What is expected
Extend the interview on the protests in Bosnia and Herzegovina from the point where it stops, not the data that follows it.
-------- Extract --------
It is safe to assume that these protests have finally managed to breakthrough the ethno-nationalist fragmentation of the Bosnian-Herzegovinian society. Of course the partisan media (which is almost all the media in the country) are trying to spin the stories on the protests, on one side in the Federation of Bosnia and Herzegovina, by invoking sentiments of the war in the 1990s, saying that the protesters “resembled the agressors” the current elites “were” fighting during the war. On the other side, in the Serb Republic, the media considers these protests as a conspiracy against the Serbs. But by the uprising we are witnessing, and which is growing day after day, people are simply not buying into these stories. Evidence for this are the plenums, which are growing day by day, for example in Tuzla it started with some 30 people, by last Friday, the number grew to 700, and they managed to achieve a victory in successfully pressing the government to abolish the “white-bread” payment (this is a severance package given to delegates after they finish their term, which consists in a year's worth of sallaries), and in this way managing to save over 1.5 million KM (which amounts to about 130 pension payments).  We now are witnessing solidarity protests going on all over Bosnia and Herzegovina, in cities like Bihać, Sarajevo, Mostar, Travnik, even Trebinje (which is in the Serb Republic), but we also see solidarity protests taking place in Serbia, Croatia, Montenegro and the other former Yugoslav republics. People are identifying with the protesters here, and defining their goals under the same framework, as well as identifying the culprits, i.e. the political elites for their predicament.

In any case, what you think is the reason of this (may it apparent or real) step forward? Is it correct to say that political economy's deepening contradictions are finally crushing culturalist dispositives of division and control - such as ethnonationalism and/or religion are - of the population?

It for sure is a step forward for this society, as people are finally waking up from the dream of the transition, and I say dream here referring to the late comedian George Carlin who says something similar about the “American Dream”, that, and I cite “You have to be asleep to believe it”. Obviously, after the wars people were promised a prosperous life in a democratic society, free to exercise their right to national self-determination, and for over two decades people have been deceived by this, and were given something completely opposite, they were constantly being told that they are always under threat, and that they were always alone in whatever they did. But ever since the protests started people are starting to rediscover the long lost solidarity among them, but not only this, through the plenums, people are finally reclaiming the language that was taken away from them, with which they now can articulate their anger and their discontent, and give voice to their concerns, for being robbed for over two decades. The plenums are a place without restriction, where people care less and less about nationality, ethnicity or religion, but start caring for each other, and start working towards a better tomorrow for all of us.

From an external perspective, we seem to understand that the two main issues/instances arising from the revolts are: socio-economic injustice and corruption. Can you confirm it? Do you also interpret, as we do, the population's claims to eliminate, or at least to reduce, the privileges of politicians as a form of rebellion/counter-attack to the evident (and quite provoking) overlapping of these two dynamics – socio-economic injustice and corruption – during this contemporary phase of permanent crisis and severe material hardship?
-------- Information shown --------
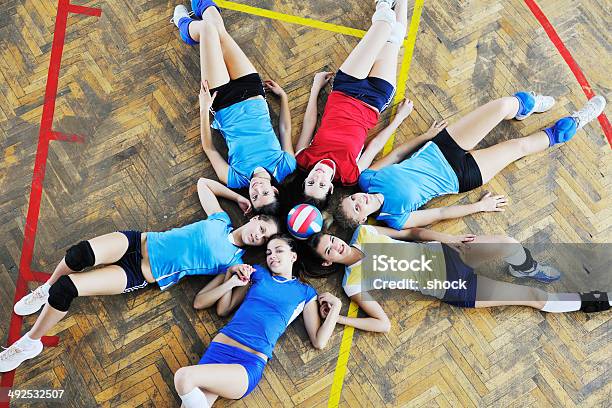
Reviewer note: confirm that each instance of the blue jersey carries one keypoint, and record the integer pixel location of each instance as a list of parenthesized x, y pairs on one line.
[(270, 305), (410, 184), (251, 142), (201, 248)]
--------
Solved problem
Yes most certainly, and you can see that in the demands the plenums are proclaiming almost every day, some of which I cited. We are not, yet at least, dealing with a great anti-capitalist discourse which seeks to abolish the current socio-economic order, but rather, some quick, reasonable, and quite feasible demands people, which are not that hard to acomplish in a country like Bosnia and Herzegovina. They are directing towards a government that has been depriving them of a decent life for a very long time under the guise of ethno-nationalism which was congealed by the every-day terror of a constant threat, and constant vigilance towards war. So again in answer to your question, yes, people are actually fighting for a more just society rid of corruption and rid of an elite that will take everything for themselves while leaving almost nothing to the rest of the people. 

Who is the main target of population's anger? Is it the political class as a whole as street slogans recite, including the social-democrat party SDP co-responsible for the disastrous privatization processes severly affecting workers wealth?

As I said before, the targets are the political elites, who are not only in government, but also control large chunks of the private sector, and are tied in with de facto criminals. The Social Democratic Party under the leadership of Zlatko Lagumdžija, and we have to be perfectly clear about this, in economic terms, kept pushing for the worst kinds of neoliberal reforms, Brussles and the US have been imposing on the country. they however were not alone in this, they certainly were accompanied by their nationalist counterparts, but with stressing that the “country serves the people” (prim. Transl. “država za čovjeka”) introducing another I would say, even much lighter nationalist imaginary, the one of the “Bosnian-Herzegovinian Citizen”. Coming back to workers and, representing workers interests, we have to remember that the majority government in Tuzla for the past 10 years, ever since these privatizations have been going on, never even once attempted to help the workers of the failed companies (such as Dita, Konjuh, Polihem, Resod-Guming, etc.), and this was not only the case in Tuzla, but also in the rest of the country with all the privatized companies, so of course the workers felt abandoned and left to their own devices if their livelyhood was being taken away piece by piece.

There seems to be a sort of resentment towards the foreign powers who brokered the "peace deal" in Dayton (the US on top), and towards the European Union, too. Why? Do you think people resent their collusion (especially economical) with local ethnonationalist elites?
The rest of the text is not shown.